• _DIRECTIONS FOR THIS TASK_
Print exactly the lines from the line with "In this photo, each instance of the black trousers" to the last line of the data, please, both included.

(Location annotation dataset excerpts)
================================
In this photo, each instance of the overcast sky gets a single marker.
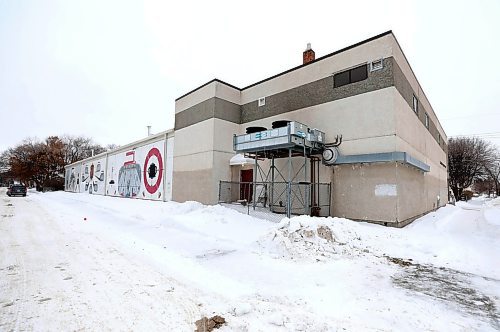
(107, 69)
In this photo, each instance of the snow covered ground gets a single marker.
(82, 262)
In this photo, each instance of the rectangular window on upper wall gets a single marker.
(376, 65)
(415, 104)
(262, 101)
(350, 76)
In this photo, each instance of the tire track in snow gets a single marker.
(95, 286)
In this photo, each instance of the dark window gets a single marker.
(415, 104)
(341, 79)
(359, 74)
(350, 76)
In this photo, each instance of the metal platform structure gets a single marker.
(288, 139)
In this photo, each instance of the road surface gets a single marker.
(52, 278)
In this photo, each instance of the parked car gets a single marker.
(16, 189)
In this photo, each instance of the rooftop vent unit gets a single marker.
(284, 135)
(251, 130)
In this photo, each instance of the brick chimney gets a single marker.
(308, 54)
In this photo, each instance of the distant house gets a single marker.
(390, 167)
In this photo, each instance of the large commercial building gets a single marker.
(391, 164)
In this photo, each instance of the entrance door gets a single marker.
(246, 184)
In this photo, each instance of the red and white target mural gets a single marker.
(137, 172)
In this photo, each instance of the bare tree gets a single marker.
(492, 168)
(79, 148)
(467, 157)
(39, 162)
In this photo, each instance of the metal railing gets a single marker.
(279, 198)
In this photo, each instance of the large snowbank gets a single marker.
(308, 273)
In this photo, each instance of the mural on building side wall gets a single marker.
(129, 177)
(93, 177)
(153, 171)
(135, 173)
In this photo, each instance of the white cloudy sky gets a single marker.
(107, 69)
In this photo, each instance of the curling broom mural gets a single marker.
(136, 171)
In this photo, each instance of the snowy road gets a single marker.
(52, 278)
(87, 262)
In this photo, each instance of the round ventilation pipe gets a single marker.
(280, 123)
(251, 130)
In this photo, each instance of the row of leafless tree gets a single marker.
(42, 162)
(473, 162)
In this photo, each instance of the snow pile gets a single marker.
(307, 237)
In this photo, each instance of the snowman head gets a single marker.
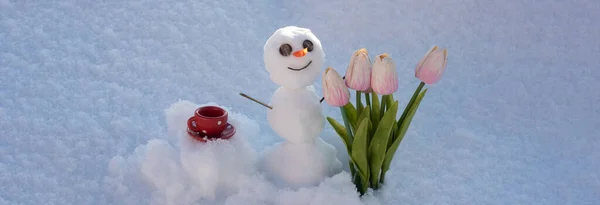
(293, 57)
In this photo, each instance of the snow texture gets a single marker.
(514, 120)
(190, 172)
(297, 115)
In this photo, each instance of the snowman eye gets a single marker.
(285, 49)
(308, 45)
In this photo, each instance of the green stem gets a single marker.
(412, 100)
(346, 122)
(368, 99)
(382, 179)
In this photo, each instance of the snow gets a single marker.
(297, 115)
(514, 119)
(187, 171)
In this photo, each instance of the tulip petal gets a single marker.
(334, 89)
(358, 73)
(431, 68)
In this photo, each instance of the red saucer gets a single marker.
(226, 134)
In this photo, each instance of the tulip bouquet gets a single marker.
(371, 131)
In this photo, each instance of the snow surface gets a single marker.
(513, 121)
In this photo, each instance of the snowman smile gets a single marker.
(299, 69)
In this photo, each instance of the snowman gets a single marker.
(294, 59)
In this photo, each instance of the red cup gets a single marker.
(209, 120)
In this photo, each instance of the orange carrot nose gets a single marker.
(301, 53)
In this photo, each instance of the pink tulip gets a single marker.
(358, 74)
(334, 89)
(432, 66)
(384, 78)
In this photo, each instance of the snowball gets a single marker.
(301, 165)
(296, 115)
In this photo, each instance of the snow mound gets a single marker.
(179, 170)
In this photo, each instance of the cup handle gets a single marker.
(192, 122)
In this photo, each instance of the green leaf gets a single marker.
(366, 114)
(383, 104)
(375, 115)
(351, 165)
(394, 132)
(402, 128)
(378, 145)
(352, 115)
(341, 131)
(359, 150)
(390, 100)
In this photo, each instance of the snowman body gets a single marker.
(296, 115)
(294, 59)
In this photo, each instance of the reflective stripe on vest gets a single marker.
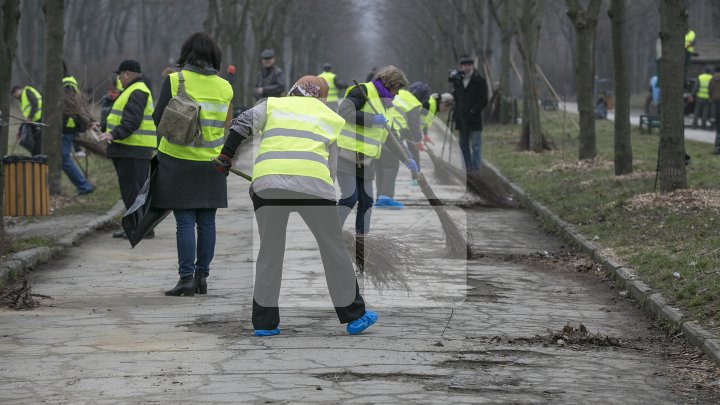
(143, 136)
(704, 86)
(429, 114)
(71, 82)
(214, 95)
(26, 107)
(296, 138)
(332, 90)
(360, 139)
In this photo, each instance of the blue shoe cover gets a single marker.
(363, 323)
(267, 332)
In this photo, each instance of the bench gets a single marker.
(650, 121)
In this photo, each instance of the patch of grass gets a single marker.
(656, 240)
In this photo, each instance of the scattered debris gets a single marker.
(20, 298)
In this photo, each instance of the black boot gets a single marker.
(185, 286)
(200, 283)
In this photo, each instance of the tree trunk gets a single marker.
(9, 18)
(671, 156)
(53, 91)
(527, 27)
(623, 146)
(585, 22)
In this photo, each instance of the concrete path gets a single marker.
(464, 332)
(698, 135)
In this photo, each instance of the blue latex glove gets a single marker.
(379, 119)
(412, 166)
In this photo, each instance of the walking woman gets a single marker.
(186, 180)
(293, 172)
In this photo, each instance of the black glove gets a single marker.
(223, 164)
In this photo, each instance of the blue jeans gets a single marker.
(71, 169)
(355, 190)
(187, 249)
(471, 147)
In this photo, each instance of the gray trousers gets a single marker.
(272, 211)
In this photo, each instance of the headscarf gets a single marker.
(309, 86)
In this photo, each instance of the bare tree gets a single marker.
(623, 146)
(671, 155)
(53, 90)
(585, 22)
(527, 33)
(9, 17)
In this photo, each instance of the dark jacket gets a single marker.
(180, 183)
(470, 102)
(714, 88)
(132, 117)
(271, 80)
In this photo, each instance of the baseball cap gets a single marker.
(129, 65)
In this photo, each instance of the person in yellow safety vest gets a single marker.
(702, 97)
(29, 135)
(689, 50)
(405, 117)
(131, 134)
(361, 142)
(72, 126)
(293, 172)
(186, 181)
(335, 86)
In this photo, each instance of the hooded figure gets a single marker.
(293, 172)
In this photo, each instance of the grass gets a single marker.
(657, 240)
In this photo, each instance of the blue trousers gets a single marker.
(70, 168)
(193, 256)
(470, 145)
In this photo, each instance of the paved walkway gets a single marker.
(465, 332)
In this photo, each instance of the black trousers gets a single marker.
(132, 174)
(272, 210)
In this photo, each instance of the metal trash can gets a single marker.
(26, 186)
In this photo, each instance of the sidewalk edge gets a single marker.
(22, 262)
(651, 300)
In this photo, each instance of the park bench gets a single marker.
(650, 121)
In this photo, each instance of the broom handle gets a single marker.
(404, 157)
(235, 171)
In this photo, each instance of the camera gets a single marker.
(454, 76)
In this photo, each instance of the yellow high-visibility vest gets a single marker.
(26, 107)
(71, 82)
(360, 139)
(704, 86)
(332, 90)
(214, 95)
(296, 138)
(429, 114)
(145, 134)
(689, 38)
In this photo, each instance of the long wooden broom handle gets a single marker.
(235, 171)
(404, 158)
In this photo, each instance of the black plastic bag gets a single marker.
(141, 218)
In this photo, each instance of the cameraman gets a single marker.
(470, 93)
================================
• _WRITTEN ANSWER_
In this photo, each instance of the black trousers gets a single marker.
(132, 174)
(272, 210)
In this photo, each instance of the metal trash can gets a single marker.
(26, 186)
In this photo, each instance of the sidewalk edge gets a single marker.
(22, 262)
(651, 300)
In this photo, each instance of the park bench gets a single marker.
(650, 121)
In this photo, each instance of the broom handle gets a single marker.
(404, 157)
(235, 171)
In this photo, each instance of the camera gets a single marker.
(454, 76)
In this photo, each instance of the yellow high-visibility vest gets a single marker.
(26, 107)
(71, 82)
(360, 139)
(704, 86)
(332, 90)
(214, 95)
(296, 138)
(429, 114)
(145, 134)
(689, 38)
In this photo, each instance of the long wooden broom handle gets a single marker.
(235, 171)
(404, 158)
In this photo, each instance of the black plastic bag gets a single marker.
(141, 218)
In this photo, each instance of the cameraman gets a single marker.
(470, 93)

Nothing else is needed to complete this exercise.